··· PASSAGE SHOWN
Limestone from southern Pennsylvania
By Laura Turner Igoe
As a curator and art historian who has written about the material ecologies of American art and culture, I find that my understanding of artwork is always enriched by working directly with materials. Recent exhibitions and a growing collection of ceramic pieces at the James A. Michener Art Museum, where I work, inspired me to take ceramics classes at my local art center in order to better comprehend how the vessels and sculptural forms in our galleries were created.
When sitting in a ceramics studio in front of a hunk of clay, it is easy to conceive of the medium as simple and wholesome, harmoniously connected to the earth and unrelated to industrial technologies of extraction and refinement. Surrounded by buckets of raw materials and chemical mixes of glazes and slips, I realized that none of these would not be out of place in a laboratory or manufacturing plant. One such material is whiting, or calcium carbonate, a seemingly innocuous white powder that, when added in small amounts to glazes, can reduce clay shrinkage when firing, whiten low-fire clay bodies, and increase glaze hardness. Calcium carbonate, however, is all around us.
······
··· GIVEN ENTRIES
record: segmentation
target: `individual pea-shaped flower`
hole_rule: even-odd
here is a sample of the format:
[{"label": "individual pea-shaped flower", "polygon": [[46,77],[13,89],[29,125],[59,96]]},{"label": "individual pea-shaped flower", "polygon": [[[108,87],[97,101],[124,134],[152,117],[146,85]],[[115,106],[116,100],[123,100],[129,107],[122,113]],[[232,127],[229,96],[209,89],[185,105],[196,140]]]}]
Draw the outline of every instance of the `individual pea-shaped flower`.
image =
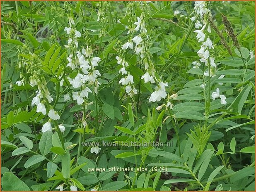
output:
[{"label": "individual pea-shaped flower", "polygon": [[64,188],[64,183],[62,183],[61,185],[60,185],[57,187],[55,188],[56,190],[60,190],[60,191],[63,191],[63,188]]},{"label": "individual pea-shaped flower", "polygon": [[64,127],[64,126],[62,125],[62,124],[61,124],[60,125],[59,125],[59,128],[60,128],[60,131],[62,133],[64,133],[64,132],[66,130],[66,128],[65,128],[65,127]]},{"label": "individual pea-shaped flower", "polygon": [[58,113],[55,111],[54,109],[52,108],[50,109],[49,113],[48,113],[48,116],[49,116],[49,117],[54,120],[58,120],[60,118]]},{"label": "individual pea-shaped flower", "polygon": [[91,153],[95,153],[97,155],[99,153],[99,150],[101,149],[98,146],[93,147],[91,148]]},{"label": "individual pea-shaped flower", "polygon": [[52,127],[51,124],[51,119],[49,119],[49,121],[46,122],[43,125],[42,128],[42,133],[46,132],[49,130],[51,130]]},{"label": "individual pea-shaped flower", "polygon": [[74,185],[70,185],[70,190],[71,191],[77,191],[77,187]]},{"label": "individual pea-shaped flower", "polygon": [[46,115],[46,109],[44,106],[44,101],[43,101],[38,104],[37,105],[37,107],[36,107],[36,112],[37,113],[40,113],[41,112],[43,115]]}]

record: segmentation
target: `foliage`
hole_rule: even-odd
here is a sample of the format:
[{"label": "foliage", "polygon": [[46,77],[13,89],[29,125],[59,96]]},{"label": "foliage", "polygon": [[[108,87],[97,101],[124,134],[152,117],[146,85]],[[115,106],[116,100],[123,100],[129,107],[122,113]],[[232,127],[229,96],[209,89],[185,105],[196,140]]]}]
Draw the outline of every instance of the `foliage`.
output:
[{"label": "foliage", "polygon": [[253,2],[1,3],[3,191],[255,190]]}]

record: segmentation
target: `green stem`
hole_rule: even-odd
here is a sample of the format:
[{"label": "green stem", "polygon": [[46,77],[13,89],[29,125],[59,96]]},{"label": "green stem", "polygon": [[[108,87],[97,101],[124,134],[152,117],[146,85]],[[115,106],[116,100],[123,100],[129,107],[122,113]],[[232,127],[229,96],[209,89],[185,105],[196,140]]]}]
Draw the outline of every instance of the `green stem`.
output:
[{"label": "green stem", "polygon": [[175,134],[176,134],[176,136],[177,137],[177,139],[178,141],[178,146],[179,147],[179,153],[180,156],[181,156],[181,147],[180,146],[180,142],[179,142],[179,134],[178,133],[178,129],[177,129],[177,127],[176,127],[176,124],[175,124],[175,122],[173,119],[173,117],[172,117],[173,114],[171,110],[169,107],[167,107],[167,110],[168,112],[169,113],[169,115],[170,115],[170,117],[171,118],[171,123],[172,123],[172,125],[173,125],[174,128],[174,131],[175,131]]}]

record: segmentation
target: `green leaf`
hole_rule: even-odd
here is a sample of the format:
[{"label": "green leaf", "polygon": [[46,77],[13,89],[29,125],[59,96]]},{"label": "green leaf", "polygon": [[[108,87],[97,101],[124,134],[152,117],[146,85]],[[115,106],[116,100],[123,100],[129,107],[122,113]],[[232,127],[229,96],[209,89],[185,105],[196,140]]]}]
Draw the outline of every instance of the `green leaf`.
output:
[{"label": "green leaf", "polygon": [[193,87],[194,86],[198,85],[203,83],[203,81],[202,79],[196,79],[188,81],[184,85],[184,88]]},{"label": "green leaf", "polygon": [[242,83],[242,80],[237,78],[234,78],[232,77],[217,79],[216,79],[214,82],[215,83]]},{"label": "green leaf", "polygon": [[1,40],[1,41],[2,42],[9,43],[12,43],[13,44],[18,45],[24,45],[20,41],[14,39],[2,39]]},{"label": "green leaf", "polygon": [[124,181],[114,181],[107,183],[103,187],[103,190],[105,191],[117,191],[121,188],[126,186],[128,182]]},{"label": "green leaf", "polygon": [[203,72],[202,71],[202,69],[199,68],[192,68],[188,70],[187,73],[195,75],[203,75]]},{"label": "green leaf", "polygon": [[103,111],[104,111],[105,114],[109,117],[109,118],[111,119],[115,119],[115,111],[113,107],[109,104],[105,103],[103,105],[102,110]]},{"label": "green leaf", "polygon": [[46,53],[46,55],[45,55],[45,57],[44,58],[44,63],[46,65],[49,65],[48,63],[49,62],[49,61],[50,61],[52,54],[53,52],[53,51],[54,51],[55,47],[55,44],[53,45]]},{"label": "green leaf", "polygon": [[11,172],[5,172],[2,178],[3,191],[30,191],[29,187]]},{"label": "green leaf", "polygon": [[109,168],[107,169],[106,171],[101,173],[98,177],[100,181],[104,181],[111,178],[113,175],[116,173],[115,171],[110,171]]},{"label": "green leaf", "polygon": [[[241,53],[237,49],[235,49],[235,53],[237,55],[240,57],[243,57],[244,59],[247,59],[249,57],[250,52],[249,50],[245,47],[240,47]],[[242,54],[242,55],[241,55]]]},{"label": "green leaf", "polygon": [[54,163],[49,161],[47,163],[46,166],[46,172],[47,172],[47,178],[52,177],[54,174],[54,173],[58,168],[57,165]]},{"label": "green leaf", "polygon": [[153,182],[153,188],[155,190],[157,183],[158,183],[158,181],[159,181],[159,179],[160,178],[161,173],[162,173],[160,171],[157,172],[157,175],[155,178],[154,181]]},{"label": "green leaf", "polygon": [[178,95],[175,100],[201,100],[204,99],[204,97],[198,93],[188,93],[188,94]]},{"label": "green leaf", "polygon": [[191,179],[173,179],[167,180],[164,184],[171,184],[178,183],[197,183],[197,181]]},{"label": "green leaf", "polygon": [[137,181],[137,186],[138,187],[141,188],[143,187],[143,184],[145,181],[146,175],[145,173],[142,173],[139,176]]},{"label": "green leaf", "polygon": [[183,163],[184,160],[178,155],[169,152],[162,151],[151,150],[149,152],[150,154],[158,155],[163,156],[169,159],[176,161],[178,162]]},{"label": "green leaf", "polygon": [[18,149],[16,149],[12,152],[12,155],[14,156],[15,155],[21,155],[26,153],[27,153],[31,151],[30,149],[29,149],[26,147],[19,147]]},{"label": "green leaf", "polygon": [[230,181],[232,183],[236,182],[241,179],[244,179],[246,177],[251,175],[255,175],[255,167],[246,167],[236,172],[231,177]]},{"label": "green leaf", "polygon": [[234,153],[236,152],[236,138],[234,137],[231,140],[229,147],[232,152]]},{"label": "green leaf", "polygon": [[35,164],[38,164],[45,159],[45,156],[41,155],[35,155],[30,157],[24,164],[24,167],[27,168]]},{"label": "green leaf", "polygon": [[129,156],[134,156],[134,153],[131,152],[124,152],[124,153],[120,153],[118,155],[115,156],[116,158],[125,158]]},{"label": "green leaf", "polygon": [[112,50],[112,48],[115,44],[116,44],[116,42],[117,40],[118,39],[116,39],[111,42],[111,43],[109,44],[105,48],[105,50],[103,51],[103,57],[106,57],[107,55],[109,54],[109,53]]},{"label": "green leaf", "polygon": [[225,165],[222,165],[217,167],[215,170],[213,171],[208,178],[207,183],[212,183],[214,178],[217,175],[220,171],[225,166]]},{"label": "green leaf", "polygon": [[46,131],[43,133],[42,137],[39,142],[39,149],[41,154],[45,156],[50,152],[50,149],[52,147],[51,137],[53,132],[51,131]]},{"label": "green leaf", "polygon": [[119,126],[115,126],[115,128],[118,129],[118,130],[120,130],[123,133],[127,133],[129,135],[134,135],[134,133],[133,132],[132,130],[125,127],[120,127]]},{"label": "green leaf", "polygon": [[37,48],[38,47],[38,42],[37,41],[37,40],[36,40],[36,38],[30,33],[27,33],[27,35],[34,47]]},{"label": "green leaf", "polygon": [[198,102],[185,102],[175,104],[173,107],[172,111],[187,111],[188,109],[190,111],[202,111],[205,109],[205,106],[203,104]]},{"label": "green leaf", "polygon": [[157,117],[157,126],[160,126],[160,124],[162,122],[162,120],[163,119],[163,118],[164,117],[164,113],[165,113],[165,110],[163,110],[160,113],[160,114]]},{"label": "green leaf", "polygon": [[203,120],[204,118],[204,116],[200,113],[194,111],[179,111],[175,114],[174,116],[176,119],[188,119],[198,120]]},{"label": "green leaf", "polygon": [[243,75],[244,71],[239,69],[227,69],[225,70],[218,71],[215,74],[216,75]]},{"label": "green leaf", "polygon": [[129,114],[129,120],[133,127],[134,127],[134,119],[133,118],[133,108],[132,108],[132,104],[130,103],[129,104],[128,114]]},{"label": "green leaf", "polygon": [[[237,101],[238,102],[238,104],[237,105],[237,111],[238,111],[238,113],[239,113],[240,114],[241,114],[241,111],[242,111],[242,109],[243,109],[243,107],[244,107],[244,104],[245,101],[246,101],[246,100],[248,97],[248,95],[249,95],[249,93],[250,92],[250,91],[251,90],[252,87],[251,86],[251,85],[250,85],[247,88],[246,88],[246,89],[245,89],[245,88],[244,89],[244,90],[243,90],[243,91],[240,93],[239,93],[238,96],[237,96],[237,98],[239,97],[239,100]],[[244,89],[245,89],[245,90],[244,90]],[[241,94],[241,96],[240,96],[240,94]],[[236,99],[236,103],[237,102],[236,101],[237,100]],[[235,104],[234,103],[234,104]]]},{"label": "green leaf", "polygon": [[246,147],[242,149],[240,152],[242,153],[255,153],[255,146]]},{"label": "green leaf", "polygon": [[66,151],[60,147],[53,147],[50,150],[52,152],[60,155],[64,155],[66,153]]},{"label": "green leaf", "polygon": [[8,115],[7,116],[7,119],[6,119],[7,124],[9,126],[11,126],[13,123],[14,121],[14,113],[13,111],[11,111]]},{"label": "green leaf", "polygon": [[23,143],[23,144],[25,145],[29,149],[31,149],[33,148],[34,144],[33,142],[30,140],[28,139],[26,137],[24,136],[19,136],[19,137],[20,140]]},{"label": "green leaf", "polygon": [[89,185],[98,182],[98,178],[94,175],[86,175],[77,178],[77,180],[82,185]]},{"label": "green leaf", "polygon": [[1,147],[7,147],[14,148],[14,149],[18,148],[15,145],[8,142],[8,141],[3,141],[2,140],[1,140]]},{"label": "green leaf", "polygon": [[84,163],[83,163],[83,164],[81,164],[80,165],[79,165],[78,166],[77,166],[75,167],[75,168],[72,169],[70,171],[70,175],[73,175],[74,173],[75,173],[75,172],[76,172],[79,169],[80,169],[82,168],[84,166],[85,166],[87,164],[87,162]]},{"label": "green leaf", "polygon": [[61,170],[62,175],[65,179],[68,179],[70,176],[70,155],[66,153],[61,159]]},{"label": "green leaf", "polygon": [[199,169],[199,172],[198,172],[198,179],[199,181],[201,180],[201,179],[202,179],[202,178],[205,173],[206,169],[208,167],[210,161],[212,158],[213,154],[213,151],[211,151],[209,154],[208,154],[208,155],[206,157],[204,161],[202,164],[202,165]]},{"label": "green leaf", "polygon": [[60,49],[61,48],[61,47],[59,47],[57,50],[54,52],[54,53],[53,54],[53,56],[51,57],[51,59],[50,59],[50,61],[49,62],[49,67],[50,69],[51,69],[54,64],[54,62],[57,58],[58,57],[58,55],[60,52]]}]

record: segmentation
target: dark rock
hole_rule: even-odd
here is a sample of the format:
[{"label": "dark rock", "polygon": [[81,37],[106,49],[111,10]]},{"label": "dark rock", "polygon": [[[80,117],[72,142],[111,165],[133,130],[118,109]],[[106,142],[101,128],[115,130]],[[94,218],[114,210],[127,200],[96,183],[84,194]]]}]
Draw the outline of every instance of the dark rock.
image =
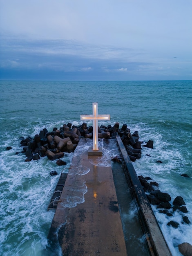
······
### [REQUIRED TASKS]
a. Reproduce word for word the stretch of the limestone essay from "Limestone from southern" through "galleries were created.".
b. According to the limestone essay, what three effects can whiting have when added in small amounts to glazes?

### [RESPONSES]
a.
Limestone from southern Pennsylvania
By Laura Turner Igoe
As a curator and art historian who has written about the material ecologies of American art and culture, I find that my understanding of artwork is always enriched by working directly with materials. Recent exhibitions and a growing collection of ceramic pieces at the James A. Michener Art Museum, where I work, inspired me to take ceramics classes at my local art center in order to better comprehend how the vessels and sculptural forms in our galleries were created.

b. It can reduce clay shrinkage when firing, whiten low-fire clay bodies, and increase glaze hardness.